* **Set task**
Locate the line that contains "Segment every instance of the compostable". Copy it and every following line through the end of the records, exactly, and include nothing else.

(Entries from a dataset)
:::

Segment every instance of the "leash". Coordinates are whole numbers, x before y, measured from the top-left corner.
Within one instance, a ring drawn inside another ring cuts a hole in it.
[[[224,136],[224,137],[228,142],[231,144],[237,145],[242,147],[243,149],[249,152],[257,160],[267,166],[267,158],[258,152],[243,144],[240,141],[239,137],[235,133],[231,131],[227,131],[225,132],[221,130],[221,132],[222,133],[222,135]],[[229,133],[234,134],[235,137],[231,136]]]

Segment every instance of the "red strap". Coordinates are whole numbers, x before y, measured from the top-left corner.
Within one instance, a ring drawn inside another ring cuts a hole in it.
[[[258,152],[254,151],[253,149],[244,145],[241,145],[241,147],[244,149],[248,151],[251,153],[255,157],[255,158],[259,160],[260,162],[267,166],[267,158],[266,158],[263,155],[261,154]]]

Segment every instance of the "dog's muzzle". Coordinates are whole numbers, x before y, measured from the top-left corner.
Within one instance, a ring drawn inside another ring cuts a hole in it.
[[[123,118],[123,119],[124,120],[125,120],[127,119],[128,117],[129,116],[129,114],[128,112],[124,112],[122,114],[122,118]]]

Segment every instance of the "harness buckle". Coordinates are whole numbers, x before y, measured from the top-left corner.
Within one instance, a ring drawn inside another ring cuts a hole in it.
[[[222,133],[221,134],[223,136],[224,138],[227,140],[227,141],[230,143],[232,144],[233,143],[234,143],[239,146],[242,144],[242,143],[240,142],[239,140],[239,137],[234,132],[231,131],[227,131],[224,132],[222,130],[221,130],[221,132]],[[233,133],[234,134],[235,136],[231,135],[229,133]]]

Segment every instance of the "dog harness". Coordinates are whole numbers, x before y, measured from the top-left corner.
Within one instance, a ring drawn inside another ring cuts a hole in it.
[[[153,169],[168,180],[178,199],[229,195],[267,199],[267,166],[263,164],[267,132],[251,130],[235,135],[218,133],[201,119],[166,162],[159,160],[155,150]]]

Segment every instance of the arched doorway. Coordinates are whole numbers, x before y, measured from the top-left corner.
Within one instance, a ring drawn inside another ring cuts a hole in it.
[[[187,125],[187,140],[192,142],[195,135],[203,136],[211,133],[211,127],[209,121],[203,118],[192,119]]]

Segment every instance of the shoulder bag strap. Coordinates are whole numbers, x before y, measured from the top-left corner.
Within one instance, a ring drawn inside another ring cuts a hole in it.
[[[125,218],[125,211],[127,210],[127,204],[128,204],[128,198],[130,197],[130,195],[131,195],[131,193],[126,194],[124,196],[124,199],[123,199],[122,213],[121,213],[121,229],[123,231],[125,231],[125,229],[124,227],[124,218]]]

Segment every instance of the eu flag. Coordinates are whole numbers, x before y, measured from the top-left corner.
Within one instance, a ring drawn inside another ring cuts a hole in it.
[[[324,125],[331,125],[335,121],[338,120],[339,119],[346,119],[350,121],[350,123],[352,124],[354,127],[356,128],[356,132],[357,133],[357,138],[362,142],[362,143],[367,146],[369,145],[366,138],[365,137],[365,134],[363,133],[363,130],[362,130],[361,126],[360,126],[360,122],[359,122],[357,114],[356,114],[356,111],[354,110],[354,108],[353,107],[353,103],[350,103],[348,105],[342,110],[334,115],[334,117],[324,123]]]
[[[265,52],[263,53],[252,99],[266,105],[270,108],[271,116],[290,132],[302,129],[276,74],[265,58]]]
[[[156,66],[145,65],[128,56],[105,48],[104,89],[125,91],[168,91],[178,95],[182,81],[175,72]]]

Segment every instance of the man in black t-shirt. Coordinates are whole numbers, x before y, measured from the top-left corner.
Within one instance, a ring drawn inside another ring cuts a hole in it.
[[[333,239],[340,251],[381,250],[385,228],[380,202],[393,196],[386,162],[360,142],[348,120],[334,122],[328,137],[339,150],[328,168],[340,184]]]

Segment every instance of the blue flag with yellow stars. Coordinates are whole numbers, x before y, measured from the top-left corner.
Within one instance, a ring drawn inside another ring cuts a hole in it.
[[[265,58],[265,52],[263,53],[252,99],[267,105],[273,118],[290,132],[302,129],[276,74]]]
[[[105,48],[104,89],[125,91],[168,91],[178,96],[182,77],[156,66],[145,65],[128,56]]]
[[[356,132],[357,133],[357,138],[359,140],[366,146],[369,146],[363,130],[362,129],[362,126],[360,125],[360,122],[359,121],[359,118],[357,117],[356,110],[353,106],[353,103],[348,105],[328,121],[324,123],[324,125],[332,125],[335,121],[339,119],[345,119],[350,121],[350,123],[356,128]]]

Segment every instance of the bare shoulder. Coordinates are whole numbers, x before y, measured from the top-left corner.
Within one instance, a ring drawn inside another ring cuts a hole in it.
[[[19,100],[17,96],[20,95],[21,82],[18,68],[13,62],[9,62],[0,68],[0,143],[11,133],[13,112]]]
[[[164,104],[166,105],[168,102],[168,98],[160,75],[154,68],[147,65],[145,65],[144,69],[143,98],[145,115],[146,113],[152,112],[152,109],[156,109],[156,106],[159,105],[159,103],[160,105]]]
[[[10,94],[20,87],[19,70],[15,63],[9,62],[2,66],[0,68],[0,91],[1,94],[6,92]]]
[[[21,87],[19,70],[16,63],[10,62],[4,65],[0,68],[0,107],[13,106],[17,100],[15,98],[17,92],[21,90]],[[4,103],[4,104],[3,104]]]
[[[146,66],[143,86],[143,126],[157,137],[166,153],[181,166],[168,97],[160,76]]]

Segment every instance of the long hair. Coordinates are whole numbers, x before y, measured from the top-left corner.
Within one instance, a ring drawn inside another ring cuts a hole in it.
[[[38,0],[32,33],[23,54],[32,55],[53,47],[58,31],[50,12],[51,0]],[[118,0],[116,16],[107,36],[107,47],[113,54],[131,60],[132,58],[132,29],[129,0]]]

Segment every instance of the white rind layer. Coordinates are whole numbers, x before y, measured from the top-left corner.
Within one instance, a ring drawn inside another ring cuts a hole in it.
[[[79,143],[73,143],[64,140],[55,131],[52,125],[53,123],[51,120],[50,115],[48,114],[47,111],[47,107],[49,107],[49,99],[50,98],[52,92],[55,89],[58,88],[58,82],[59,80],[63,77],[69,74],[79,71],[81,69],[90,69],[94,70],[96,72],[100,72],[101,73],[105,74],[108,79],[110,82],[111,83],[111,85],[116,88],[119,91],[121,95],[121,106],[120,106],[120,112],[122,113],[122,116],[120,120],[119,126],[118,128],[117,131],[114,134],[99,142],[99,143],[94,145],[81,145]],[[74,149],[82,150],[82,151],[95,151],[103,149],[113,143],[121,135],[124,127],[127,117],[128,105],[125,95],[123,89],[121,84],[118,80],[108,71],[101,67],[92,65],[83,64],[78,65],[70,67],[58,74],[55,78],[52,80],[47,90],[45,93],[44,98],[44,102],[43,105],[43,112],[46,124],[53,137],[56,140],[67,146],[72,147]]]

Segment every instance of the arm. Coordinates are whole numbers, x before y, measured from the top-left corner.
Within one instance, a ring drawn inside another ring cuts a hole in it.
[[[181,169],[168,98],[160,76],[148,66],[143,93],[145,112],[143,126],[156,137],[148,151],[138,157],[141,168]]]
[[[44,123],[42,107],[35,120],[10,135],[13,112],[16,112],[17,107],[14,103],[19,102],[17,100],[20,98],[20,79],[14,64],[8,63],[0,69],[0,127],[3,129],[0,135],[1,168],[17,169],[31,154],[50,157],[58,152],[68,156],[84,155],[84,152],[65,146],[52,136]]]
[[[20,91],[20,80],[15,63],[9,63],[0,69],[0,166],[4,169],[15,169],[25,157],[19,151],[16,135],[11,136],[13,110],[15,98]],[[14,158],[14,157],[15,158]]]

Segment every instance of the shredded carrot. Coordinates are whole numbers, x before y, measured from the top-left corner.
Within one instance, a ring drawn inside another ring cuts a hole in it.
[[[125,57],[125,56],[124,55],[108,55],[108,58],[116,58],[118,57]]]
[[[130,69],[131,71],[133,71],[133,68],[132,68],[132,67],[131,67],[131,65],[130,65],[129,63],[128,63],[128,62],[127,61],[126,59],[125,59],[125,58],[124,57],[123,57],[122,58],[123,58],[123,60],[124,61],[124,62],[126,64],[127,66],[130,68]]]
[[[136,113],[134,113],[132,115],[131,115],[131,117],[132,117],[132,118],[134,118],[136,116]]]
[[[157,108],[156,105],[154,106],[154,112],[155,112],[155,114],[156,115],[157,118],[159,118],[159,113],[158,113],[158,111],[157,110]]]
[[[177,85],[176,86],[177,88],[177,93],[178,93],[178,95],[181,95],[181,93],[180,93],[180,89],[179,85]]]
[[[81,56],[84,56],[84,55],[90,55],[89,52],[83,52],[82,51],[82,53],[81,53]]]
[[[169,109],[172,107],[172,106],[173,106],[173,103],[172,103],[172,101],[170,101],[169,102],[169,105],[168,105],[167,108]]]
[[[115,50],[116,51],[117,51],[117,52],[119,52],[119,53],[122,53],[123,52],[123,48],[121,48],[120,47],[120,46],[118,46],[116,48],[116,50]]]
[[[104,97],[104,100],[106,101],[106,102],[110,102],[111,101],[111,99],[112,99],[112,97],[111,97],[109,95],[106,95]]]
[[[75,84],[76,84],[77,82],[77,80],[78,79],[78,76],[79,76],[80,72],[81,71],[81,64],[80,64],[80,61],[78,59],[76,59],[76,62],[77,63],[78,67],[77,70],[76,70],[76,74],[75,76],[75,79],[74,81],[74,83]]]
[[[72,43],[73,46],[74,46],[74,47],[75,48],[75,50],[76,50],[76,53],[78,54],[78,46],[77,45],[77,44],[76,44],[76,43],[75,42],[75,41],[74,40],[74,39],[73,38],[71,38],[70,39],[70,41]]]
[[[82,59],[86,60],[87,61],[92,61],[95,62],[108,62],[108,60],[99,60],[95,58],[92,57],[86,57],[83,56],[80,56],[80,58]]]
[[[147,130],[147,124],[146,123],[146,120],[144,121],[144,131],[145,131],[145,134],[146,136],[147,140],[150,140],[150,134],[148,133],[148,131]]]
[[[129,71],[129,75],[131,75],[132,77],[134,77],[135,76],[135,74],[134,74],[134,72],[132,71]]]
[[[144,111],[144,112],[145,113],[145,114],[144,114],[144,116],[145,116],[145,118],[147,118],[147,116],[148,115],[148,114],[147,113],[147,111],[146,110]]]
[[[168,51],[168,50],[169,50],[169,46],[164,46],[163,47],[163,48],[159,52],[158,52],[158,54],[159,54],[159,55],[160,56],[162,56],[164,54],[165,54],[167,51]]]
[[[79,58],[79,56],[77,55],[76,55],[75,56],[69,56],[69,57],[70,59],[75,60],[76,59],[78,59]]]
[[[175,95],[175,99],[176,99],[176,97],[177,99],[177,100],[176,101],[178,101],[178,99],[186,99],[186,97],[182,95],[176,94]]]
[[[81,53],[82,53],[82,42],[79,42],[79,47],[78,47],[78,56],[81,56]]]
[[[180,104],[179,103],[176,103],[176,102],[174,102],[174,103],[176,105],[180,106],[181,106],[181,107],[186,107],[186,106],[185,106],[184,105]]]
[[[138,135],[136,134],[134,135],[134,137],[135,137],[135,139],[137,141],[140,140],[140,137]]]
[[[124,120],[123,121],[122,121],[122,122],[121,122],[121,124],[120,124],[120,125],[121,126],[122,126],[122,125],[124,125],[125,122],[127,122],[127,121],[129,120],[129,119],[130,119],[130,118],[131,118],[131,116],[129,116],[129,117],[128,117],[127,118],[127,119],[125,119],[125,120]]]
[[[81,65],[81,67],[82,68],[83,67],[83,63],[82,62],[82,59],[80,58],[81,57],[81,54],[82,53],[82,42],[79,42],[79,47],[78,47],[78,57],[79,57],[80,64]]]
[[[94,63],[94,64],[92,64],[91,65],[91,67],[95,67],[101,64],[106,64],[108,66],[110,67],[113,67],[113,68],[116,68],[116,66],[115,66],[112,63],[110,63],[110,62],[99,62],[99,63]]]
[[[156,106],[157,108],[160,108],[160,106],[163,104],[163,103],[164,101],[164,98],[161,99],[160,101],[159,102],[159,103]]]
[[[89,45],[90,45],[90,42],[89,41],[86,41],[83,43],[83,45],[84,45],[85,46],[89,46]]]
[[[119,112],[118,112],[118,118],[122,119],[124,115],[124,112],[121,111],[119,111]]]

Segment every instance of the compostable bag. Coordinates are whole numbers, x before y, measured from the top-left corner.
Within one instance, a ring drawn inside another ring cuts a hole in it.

:::

* **Task solution**
Segment every instance of the compostable bag. Coordinates are whole numbers, x before y, measured from the top-left corner.
Within one instance, a ring drawn inside another ring cuts a hole in it.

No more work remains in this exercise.